#### [WORK TO BE COMPLETED]
Render the entries from the line containing "the light switch" up to and including the line containing "left=524, top=172, right=625, bottom=368" as a JSON list of strings, one string per line, with blank lines left out.

[Excerpts from a detection dataset]
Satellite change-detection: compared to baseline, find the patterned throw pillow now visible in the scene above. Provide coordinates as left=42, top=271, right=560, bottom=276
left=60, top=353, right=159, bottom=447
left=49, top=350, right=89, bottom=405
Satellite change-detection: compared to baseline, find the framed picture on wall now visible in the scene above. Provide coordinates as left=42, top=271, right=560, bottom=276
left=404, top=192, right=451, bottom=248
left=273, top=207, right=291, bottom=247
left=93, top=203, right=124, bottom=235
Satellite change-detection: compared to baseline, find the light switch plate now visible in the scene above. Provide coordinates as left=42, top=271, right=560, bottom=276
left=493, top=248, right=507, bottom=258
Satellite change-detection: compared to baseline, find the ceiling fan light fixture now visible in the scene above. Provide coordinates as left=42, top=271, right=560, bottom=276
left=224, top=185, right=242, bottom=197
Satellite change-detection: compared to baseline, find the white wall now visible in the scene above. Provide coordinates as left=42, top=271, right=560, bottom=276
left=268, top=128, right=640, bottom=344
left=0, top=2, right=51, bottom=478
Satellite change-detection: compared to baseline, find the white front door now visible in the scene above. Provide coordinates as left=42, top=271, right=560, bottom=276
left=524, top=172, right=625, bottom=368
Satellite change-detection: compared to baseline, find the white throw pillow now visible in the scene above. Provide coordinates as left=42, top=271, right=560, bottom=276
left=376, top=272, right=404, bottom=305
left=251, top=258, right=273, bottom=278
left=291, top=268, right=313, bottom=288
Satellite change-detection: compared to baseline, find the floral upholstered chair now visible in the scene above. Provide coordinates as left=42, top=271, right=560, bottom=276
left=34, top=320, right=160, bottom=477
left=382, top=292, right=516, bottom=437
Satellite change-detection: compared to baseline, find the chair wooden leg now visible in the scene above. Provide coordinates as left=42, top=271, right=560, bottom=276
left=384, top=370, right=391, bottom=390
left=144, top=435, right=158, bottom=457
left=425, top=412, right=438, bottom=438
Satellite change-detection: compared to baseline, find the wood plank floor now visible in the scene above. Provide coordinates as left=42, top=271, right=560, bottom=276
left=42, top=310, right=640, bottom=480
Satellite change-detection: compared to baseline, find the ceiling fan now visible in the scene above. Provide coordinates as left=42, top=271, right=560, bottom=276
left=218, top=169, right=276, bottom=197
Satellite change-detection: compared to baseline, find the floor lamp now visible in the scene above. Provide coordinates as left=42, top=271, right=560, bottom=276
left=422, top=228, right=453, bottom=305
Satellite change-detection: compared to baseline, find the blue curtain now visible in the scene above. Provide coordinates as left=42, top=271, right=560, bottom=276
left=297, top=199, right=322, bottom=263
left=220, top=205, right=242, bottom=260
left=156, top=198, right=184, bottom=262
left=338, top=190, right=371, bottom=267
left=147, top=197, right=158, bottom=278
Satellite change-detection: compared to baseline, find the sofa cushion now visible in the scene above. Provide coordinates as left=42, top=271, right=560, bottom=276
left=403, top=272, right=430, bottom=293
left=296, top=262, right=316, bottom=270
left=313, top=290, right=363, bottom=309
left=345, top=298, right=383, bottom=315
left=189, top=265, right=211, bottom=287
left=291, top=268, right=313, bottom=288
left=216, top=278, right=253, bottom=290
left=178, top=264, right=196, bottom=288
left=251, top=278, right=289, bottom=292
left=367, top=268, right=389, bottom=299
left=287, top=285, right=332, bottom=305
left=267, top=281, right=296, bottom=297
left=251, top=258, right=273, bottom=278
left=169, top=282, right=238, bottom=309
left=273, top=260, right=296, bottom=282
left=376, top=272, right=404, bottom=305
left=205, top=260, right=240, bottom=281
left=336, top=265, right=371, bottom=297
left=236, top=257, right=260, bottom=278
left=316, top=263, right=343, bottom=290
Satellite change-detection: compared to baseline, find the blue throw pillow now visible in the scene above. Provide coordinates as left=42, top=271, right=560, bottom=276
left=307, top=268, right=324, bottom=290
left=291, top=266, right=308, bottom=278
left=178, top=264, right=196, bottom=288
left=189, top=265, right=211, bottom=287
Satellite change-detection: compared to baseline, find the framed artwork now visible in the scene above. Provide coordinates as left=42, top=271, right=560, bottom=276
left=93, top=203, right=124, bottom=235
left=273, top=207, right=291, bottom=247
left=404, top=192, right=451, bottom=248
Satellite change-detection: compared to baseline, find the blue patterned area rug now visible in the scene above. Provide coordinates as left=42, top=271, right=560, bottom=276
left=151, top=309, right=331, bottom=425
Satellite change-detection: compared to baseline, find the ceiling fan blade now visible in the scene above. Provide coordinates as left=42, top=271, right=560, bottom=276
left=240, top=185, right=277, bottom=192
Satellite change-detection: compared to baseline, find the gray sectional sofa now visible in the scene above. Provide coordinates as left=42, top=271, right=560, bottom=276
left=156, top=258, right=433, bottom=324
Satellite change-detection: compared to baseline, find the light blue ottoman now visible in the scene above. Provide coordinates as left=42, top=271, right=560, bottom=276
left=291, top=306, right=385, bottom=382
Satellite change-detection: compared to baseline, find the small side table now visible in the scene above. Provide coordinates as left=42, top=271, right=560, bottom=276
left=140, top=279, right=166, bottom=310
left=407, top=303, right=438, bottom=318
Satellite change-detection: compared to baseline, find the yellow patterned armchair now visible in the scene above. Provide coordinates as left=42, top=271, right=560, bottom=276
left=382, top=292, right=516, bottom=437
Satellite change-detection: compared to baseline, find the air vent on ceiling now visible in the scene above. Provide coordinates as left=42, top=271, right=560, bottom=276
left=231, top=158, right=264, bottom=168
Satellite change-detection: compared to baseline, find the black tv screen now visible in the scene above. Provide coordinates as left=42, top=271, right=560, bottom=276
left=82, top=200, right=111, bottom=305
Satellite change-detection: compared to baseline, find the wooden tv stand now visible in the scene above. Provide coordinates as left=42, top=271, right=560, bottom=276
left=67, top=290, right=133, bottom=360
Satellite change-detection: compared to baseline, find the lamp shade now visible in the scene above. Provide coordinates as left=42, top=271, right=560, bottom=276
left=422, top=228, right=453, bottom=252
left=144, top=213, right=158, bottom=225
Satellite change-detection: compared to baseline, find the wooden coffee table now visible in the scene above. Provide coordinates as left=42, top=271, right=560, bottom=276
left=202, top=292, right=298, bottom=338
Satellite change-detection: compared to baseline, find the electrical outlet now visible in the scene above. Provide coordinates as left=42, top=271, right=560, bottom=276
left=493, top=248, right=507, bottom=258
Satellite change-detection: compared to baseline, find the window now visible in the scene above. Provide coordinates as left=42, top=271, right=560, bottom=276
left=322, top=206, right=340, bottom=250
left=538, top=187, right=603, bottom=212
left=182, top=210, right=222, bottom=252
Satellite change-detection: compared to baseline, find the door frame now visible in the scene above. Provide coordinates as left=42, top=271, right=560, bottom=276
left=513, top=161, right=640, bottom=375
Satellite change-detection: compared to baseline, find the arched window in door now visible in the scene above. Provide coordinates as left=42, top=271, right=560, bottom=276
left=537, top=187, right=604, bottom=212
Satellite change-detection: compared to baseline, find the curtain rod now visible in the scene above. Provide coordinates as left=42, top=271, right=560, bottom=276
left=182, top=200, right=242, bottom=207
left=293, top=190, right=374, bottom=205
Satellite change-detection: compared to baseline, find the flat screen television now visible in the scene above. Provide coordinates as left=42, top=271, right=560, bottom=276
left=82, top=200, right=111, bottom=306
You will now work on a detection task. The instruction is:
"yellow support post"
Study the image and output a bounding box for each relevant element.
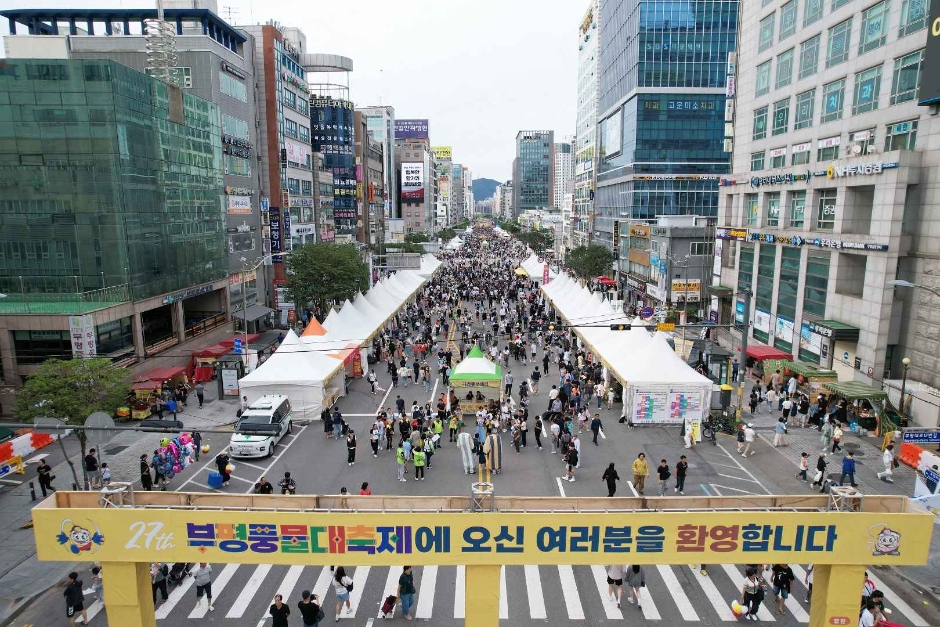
[101,562,157,627]
[809,564,865,627]
[464,565,499,627]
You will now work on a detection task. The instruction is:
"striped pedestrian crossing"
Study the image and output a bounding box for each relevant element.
[151,564,928,627]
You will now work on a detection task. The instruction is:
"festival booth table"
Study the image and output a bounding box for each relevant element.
[238,331,346,422]
[450,345,503,414]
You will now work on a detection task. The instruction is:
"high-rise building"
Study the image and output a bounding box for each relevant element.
[593,0,739,283]
[571,0,601,246]
[512,131,555,217]
[0,0,268,315]
[0,59,231,402]
[710,0,940,390]
[552,137,574,208]
[356,105,401,223]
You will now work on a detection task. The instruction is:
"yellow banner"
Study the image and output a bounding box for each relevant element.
[33,510,933,566]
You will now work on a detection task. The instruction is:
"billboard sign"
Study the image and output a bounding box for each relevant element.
[401,163,424,202]
[395,120,430,139]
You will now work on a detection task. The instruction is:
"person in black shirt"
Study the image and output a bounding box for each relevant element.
[268,594,290,627]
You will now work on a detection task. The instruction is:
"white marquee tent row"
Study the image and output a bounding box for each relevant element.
[542,273,713,439]
[238,255,441,423]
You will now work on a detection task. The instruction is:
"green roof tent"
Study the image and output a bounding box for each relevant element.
[823,381,888,401]
[450,346,503,390]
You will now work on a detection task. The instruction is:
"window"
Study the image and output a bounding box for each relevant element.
[219,72,248,102]
[754,61,771,96]
[816,189,836,231]
[753,107,767,139]
[689,242,715,257]
[885,120,917,150]
[790,149,809,165]
[891,50,924,104]
[790,193,809,229]
[858,0,888,54]
[778,0,797,41]
[800,35,820,79]
[852,65,881,115]
[222,155,251,176]
[751,150,764,172]
[775,48,793,89]
[771,98,790,135]
[898,0,930,37]
[826,19,852,68]
[764,192,780,226]
[803,0,823,28]
[803,251,829,318]
[222,113,248,140]
[819,78,845,123]
[744,194,760,226]
[757,13,774,52]
[793,87,816,131]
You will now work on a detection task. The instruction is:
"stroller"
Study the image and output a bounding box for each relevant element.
[166,562,195,586]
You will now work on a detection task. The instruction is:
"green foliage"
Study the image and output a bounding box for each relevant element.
[285,243,369,308]
[565,244,616,279]
[405,232,430,244]
[13,358,130,426]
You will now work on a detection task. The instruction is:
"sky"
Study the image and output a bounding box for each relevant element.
[0,0,589,181]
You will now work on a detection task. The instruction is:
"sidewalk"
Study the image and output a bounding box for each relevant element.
[0,381,239,625]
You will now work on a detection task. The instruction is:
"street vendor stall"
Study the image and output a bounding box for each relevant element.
[450,346,503,414]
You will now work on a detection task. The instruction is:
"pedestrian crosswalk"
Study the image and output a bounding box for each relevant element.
[147,564,928,627]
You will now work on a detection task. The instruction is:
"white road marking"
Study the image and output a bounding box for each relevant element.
[596,566,623,620]
[189,564,238,619]
[225,564,273,618]
[524,565,548,619]
[558,565,584,620]
[656,566,701,620]
[454,566,467,618]
[414,566,437,619]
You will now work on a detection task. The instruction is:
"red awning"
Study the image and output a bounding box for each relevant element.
[747,346,793,361]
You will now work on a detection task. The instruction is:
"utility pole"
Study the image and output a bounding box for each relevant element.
[735,290,751,422]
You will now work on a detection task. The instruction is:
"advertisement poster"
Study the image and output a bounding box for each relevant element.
[774,314,793,344]
[633,390,670,424]
[401,163,424,202]
[754,309,770,333]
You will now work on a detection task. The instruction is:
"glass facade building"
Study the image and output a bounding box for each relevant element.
[594,0,739,248]
[0,60,228,313]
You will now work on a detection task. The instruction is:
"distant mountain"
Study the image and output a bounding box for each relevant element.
[472,179,499,200]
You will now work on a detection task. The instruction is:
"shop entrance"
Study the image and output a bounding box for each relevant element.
[33,494,934,627]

#### [SOLVED EXERCISE]
[
  "Satellite change-detection: compared to baseline, find the light switch plate now visible in the scene above. Provide coordinates as left=42, top=271, right=560, bottom=276",
  "left=493, top=248, right=507, bottom=258",
  "Satellite change-detection: compared to baseline, find the ceiling fan light fixture now visible in the scene above. Provide coordinates as left=42, top=271, right=560, bottom=276",
  "left=224, top=185, right=242, bottom=197",
  "Satellite change-detection: compared to baseline, find the white wall now visible in the scene above. Provide coordinates as left=42, top=271, right=560, bottom=276",
  "left=268, top=128, right=640, bottom=344",
  "left=0, top=2, right=51, bottom=478",
  "Satellite change-detection: compared to baseline, find the white front door now visible in the scene above. Provide coordinates as left=42, top=271, right=560, bottom=276",
  "left=524, top=172, right=625, bottom=368"
]